**Task instructions:** What follows is a set of records. Repeat every one of them exactly.

**Dataset extract:**
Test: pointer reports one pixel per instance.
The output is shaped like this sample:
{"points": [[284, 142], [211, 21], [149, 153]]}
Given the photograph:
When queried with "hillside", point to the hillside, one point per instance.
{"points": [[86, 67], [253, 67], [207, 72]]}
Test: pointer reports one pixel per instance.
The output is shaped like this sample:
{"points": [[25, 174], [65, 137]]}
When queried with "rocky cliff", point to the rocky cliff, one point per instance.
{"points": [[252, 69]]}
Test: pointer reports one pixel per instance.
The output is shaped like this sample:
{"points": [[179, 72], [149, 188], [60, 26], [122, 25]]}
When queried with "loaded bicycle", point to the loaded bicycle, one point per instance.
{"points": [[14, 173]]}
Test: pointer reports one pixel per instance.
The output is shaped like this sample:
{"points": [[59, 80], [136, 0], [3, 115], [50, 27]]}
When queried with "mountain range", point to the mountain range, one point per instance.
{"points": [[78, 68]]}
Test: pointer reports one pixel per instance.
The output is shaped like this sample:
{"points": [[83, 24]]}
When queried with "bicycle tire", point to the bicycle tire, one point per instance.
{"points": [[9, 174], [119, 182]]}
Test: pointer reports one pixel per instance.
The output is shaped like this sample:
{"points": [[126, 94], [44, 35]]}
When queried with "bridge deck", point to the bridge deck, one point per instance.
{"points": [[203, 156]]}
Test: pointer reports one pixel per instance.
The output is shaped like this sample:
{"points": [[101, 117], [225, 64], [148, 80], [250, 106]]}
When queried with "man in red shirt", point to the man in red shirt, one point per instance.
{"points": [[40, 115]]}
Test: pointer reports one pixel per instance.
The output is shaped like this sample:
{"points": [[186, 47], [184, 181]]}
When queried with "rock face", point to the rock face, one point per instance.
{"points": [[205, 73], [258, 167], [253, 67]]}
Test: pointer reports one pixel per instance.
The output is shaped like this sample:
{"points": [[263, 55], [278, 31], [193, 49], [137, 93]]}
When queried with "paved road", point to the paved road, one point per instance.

**Exercise output:**
Test: pointer reports one pixel per instance.
The output is shaped like this sample:
{"points": [[284, 142], [211, 21], [149, 153]]}
Given the photograph:
When queried with "hillside", point to the hillside, one point per instance.
{"points": [[86, 67], [253, 67], [207, 72]]}
Test: pointer reports one pixel per instance.
The output is shaped like this sample:
{"points": [[25, 174], [65, 137]]}
When queried with "rocky cliff", point to the rocky cliff, one point per instance.
{"points": [[252, 69]]}
Test: pointer reports one pixel per instance.
The output is shaped like this sample:
{"points": [[179, 72], [149, 188], [60, 26], [122, 25]]}
When queried with "loaded bicycle", point to the loaded bicycle, one point per instance.
{"points": [[14, 173]]}
Test: pointer reports one pixel per instance.
The output is shaped like this sample:
{"points": [[59, 80], [136, 0], [3, 115], [50, 27]]}
When queried with "mountain range", point to the mountain range, one point per instance.
{"points": [[78, 68]]}
Test: pointer reports one pixel per instance.
The output is shaped like this sample:
{"points": [[83, 24]]}
When queried with "bicycle tire", point to the bicycle tire, one point per instance.
{"points": [[9, 174], [119, 182]]}
Test: pointer reports one pixel per instance.
The output is shaped like this sample:
{"points": [[126, 94], [44, 35]]}
When queried with "bridge deck", point to the bridge deck, one point per instance.
{"points": [[203, 156]]}
Test: pointer reports one pixel per instance.
The output is shaped like this sample:
{"points": [[101, 117], [225, 64], [148, 80], [250, 106]]}
When queried with "man in red shirt", point to the man in red shirt, one point per instance.
{"points": [[40, 115]]}
Test: pointer reports one pixel per instance.
The output is shaped like this sample:
{"points": [[186, 47], [184, 181]]}
When queried with "rock face", point to the rock face, one point per instance.
{"points": [[205, 73], [258, 167], [253, 67]]}
Test: pointer reports one pixel per instance.
The output is shaped like this sample:
{"points": [[263, 55], [278, 31], [193, 49], [137, 93]]}
When queried with "paved road", point to the paved road, one point per instance.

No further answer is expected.